Stored entries:

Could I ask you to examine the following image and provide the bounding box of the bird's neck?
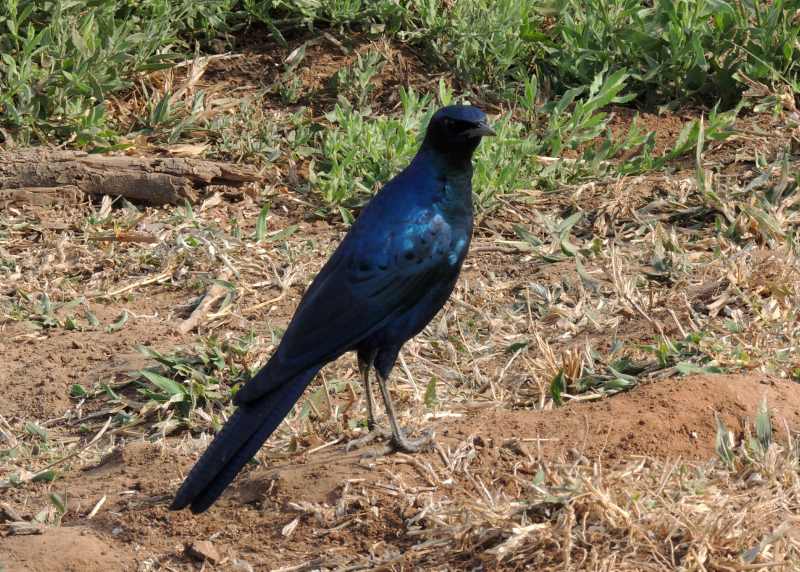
[412,148,474,218]
[416,145,475,178]
[420,136,479,173]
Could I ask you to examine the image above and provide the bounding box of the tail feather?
[171,368,317,513]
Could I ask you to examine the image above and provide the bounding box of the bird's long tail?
[170,368,317,513]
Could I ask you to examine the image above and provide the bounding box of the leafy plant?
[115,336,261,434]
[330,50,386,107]
[309,88,435,208]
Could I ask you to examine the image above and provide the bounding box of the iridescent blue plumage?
[171,105,494,513]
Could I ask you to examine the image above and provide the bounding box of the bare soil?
[2,366,797,572]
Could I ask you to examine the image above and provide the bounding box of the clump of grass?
[309,88,435,209]
[242,0,412,42]
[204,97,283,165]
[419,0,542,93]
[308,68,739,212]
[548,0,800,106]
[4,0,797,149]
[99,336,261,436]
[329,50,386,107]
[542,330,725,406]
[0,0,186,145]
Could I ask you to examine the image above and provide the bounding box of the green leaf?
[603,377,635,391]
[151,92,171,126]
[298,385,329,419]
[49,492,67,514]
[740,204,785,239]
[514,224,543,247]
[339,206,354,225]
[505,341,529,353]
[550,369,565,407]
[424,378,438,408]
[695,115,706,192]
[267,224,298,243]
[70,25,88,56]
[254,202,270,242]
[558,212,582,257]
[32,470,57,483]
[84,308,100,327]
[70,384,88,398]
[755,397,772,452]
[103,383,121,401]
[715,413,735,466]
[607,365,637,383]
[106,310,128,333]
[139,370,186,398]
[675,362,723,375]
[24,422,48,441]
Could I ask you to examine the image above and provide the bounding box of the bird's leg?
[359,354,378,431]
[346,352,391,451]
[375,371,433,454]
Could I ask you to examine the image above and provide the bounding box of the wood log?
[0,148,260,206]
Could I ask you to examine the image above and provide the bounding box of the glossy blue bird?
[171,105,495,513]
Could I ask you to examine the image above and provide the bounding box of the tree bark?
[0,148,260,207]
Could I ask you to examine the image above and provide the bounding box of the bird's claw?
[345,426,392,451]
[391,427,434,453]
[345,426,434,455]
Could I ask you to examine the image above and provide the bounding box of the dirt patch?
[606,106,690,156]
[449,373,800,462]
[4,373,799,571]
[1,526,135,572]
[0,296,186,421]
[3,77,799,568]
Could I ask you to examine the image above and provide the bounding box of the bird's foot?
[345,426,392,452]
[345,426,434,455]
[391,427,434,454]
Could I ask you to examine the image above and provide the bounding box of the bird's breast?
[401,209,468,268]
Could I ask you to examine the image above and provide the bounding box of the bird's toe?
[345,426,392,451]
[391,427,435,454]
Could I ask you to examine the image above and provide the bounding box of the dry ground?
[2,44,800,572]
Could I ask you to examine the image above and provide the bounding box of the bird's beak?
[465,120,496,138]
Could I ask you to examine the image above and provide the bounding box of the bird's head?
[423,105,495,164]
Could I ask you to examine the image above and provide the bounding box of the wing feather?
[234,209,456,403]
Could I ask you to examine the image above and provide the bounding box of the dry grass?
[327,436,800,570]
[2,56,800,570]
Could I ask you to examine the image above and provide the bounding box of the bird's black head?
[422,105,495,165]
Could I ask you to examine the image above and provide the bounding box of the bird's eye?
[443,118,454,128]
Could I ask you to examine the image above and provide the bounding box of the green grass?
[1,0,183,145]
[240,0,800,103]
[1,0,798,211]
[307,69,740,213]
[547,0,800,107]
[89,337,260,437]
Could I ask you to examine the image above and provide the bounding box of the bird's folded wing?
[234,210,454,403]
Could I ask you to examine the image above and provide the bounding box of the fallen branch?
[177,269,233,334]
[0,148,261,206]
[88,231,159,244]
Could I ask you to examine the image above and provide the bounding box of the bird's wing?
[234,208,460,403]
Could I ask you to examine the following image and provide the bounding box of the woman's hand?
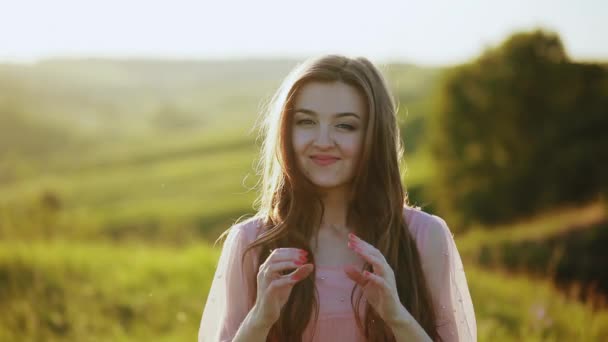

▸ **EXERCISE**
Copy the data word for word. Pictures do not go in the copy.

▸ **OUTPUT OF THE TASK**
Could I ask you to examine the following image and provide the bounding box of the bird's neck?
[412,148,474,218]
[416,145,475,178]
[420,136,479,173]
Could I ask you to examine the image above and provide the bounding box of the tail feather?
[171,368,317,513]
Could I ask you to examine the image above and provide the bounding box of the bird's long tail?
[170,368,317,513]
Could I ask you to examine the image above and provide the bounding box of the leafy plant?
[115,336,261,434]
[330,50,386,107]
[309,88,435,208]
Could I ask you to examine the image above and provide the bounding box of the iridescent blue plumage?
[171,105,494,513]
Could I ask you to examine the image above and provide the bounding box of the bare soil?
[2,366,797,572]
Could I ask you to examine the image above and provide the bounding box of the clump of grass?
[309,88,435,209]
[242,0,412,42]
[204,97,283,165]
[419,0,542,93]
[308,68,739,212]
[548,0,800,106]
[4,0,797,149]
[99,336,261,436]
[329,50,386,107]
[542,330,725,406]
[0,0,186,145]
Could I ask you to examine the image above and provide the bounding box of the green leaf?
[603,377,635,391]
[151,92,171,126]
[298,385,329,419]
[49,492,67,514]
[740,204,785,239]
[514,224,543,247]
[339,206,354,225]
[505,341,529,353]
[550,369,565,407]
[424,378,438,408]
[695,115,706,192]
[267,224,298,243]
[70,25,88,56]
[254,202,270,242]
[558,212,582,257]
[32,470,57,483]
[84,308,100,327]
[70,384,88,398]
[755,397,772,452]
[103,383,121,401]
[715,413,735,466]
[607,365,637,383]
[106,310,128,333]
[139,370,186,398]
[675,362,723,375]
[24,422,48,441]
Could I ask you to examine the image above and provide the bounding box of the bird's leg?
[359,354,378,431]
[346,352,391,451]
[375,371,433,454]
Could I ask you to examine the image above and provide the bounding box of the wood log?
[0,148,260,206]
Could I ask you to examine the image above and provide the bounding box of the glossy blue bird?
[171,105,495,513]
Could I ask you to examine the image above and provide the bounding box of the tree bark?
[0,148,260,207]
Could I ask you to examine the image above and provide the bounding box of the bird's claw?
[345,426,392,451]
[391,427,434,453]
[345,426,434,455]
Could I ask you to examine the image above and provide the bounding box of the dirt patch?
[606,106,690,156]
[449,373,800,462]
[4,373,799,571]
[1,526,135,572]
[0,296,186,421]
[3,77,799,568]
Could I ask you to examine the image above and provide the bounding box of the bird's foot?
[345,426,392,452]
[345,426,434,455]
[391,427,434,454]
Could I ask you to examine the image above and provide the bounding box of the bird's breast?
[401,209,468,268]
Could I ask you to examine the image above and provide the bounding box of the bird's toe?
[345,426,392,451]
[391,427,435,454]
Could I ask you to examine the image above and provide the bounding box of the dry ground?
[2,44,800,572]
Could I ask you to examine the image above and provide the bounding box of the bird's beak?
[465,120,496,138]
Could I ask you to examine the image above and provide the bounding box of the bird's head?
[423,105,495,164]
Could I ask you to examine the image above and provide the bounding box of the wing feather?
[234,209,456,403]
Could I ask you to examine the image above and provide the bounding box of the dry grass?
[327,436,800,570]
[2,56,800,570]
Could I ask you to examine the image above and provide the bounding box of the bird's black head?
[422,105,495,165]
Could I ask you to examine the image above and provide the bounding box of the bird's eye?
[443,118,454,128]
Could I ask you to examine the image above and provide the bounding box of the green grass?
[1,0,183,145]
[240,0,800,103]
[1,0,798,211]
[307,69,740,213]
[547,0,800,107]
[89,337,260,437]
Could I ask you to examine the image above and provide the bounding box of the bird's folded wing?
[234,210,454,403]
Could I ask you to examine the image above and provide the bounding box of the fallen branch?
[177,269,233,334]
[0,148,261,206]
[88,231,159,244]
Could I ask you to examine the image above and provide the bounding box of the bird's wing?
[234,208,460,403]
Could I ask you to examine the following image and provide the bounding box of the woman's hand?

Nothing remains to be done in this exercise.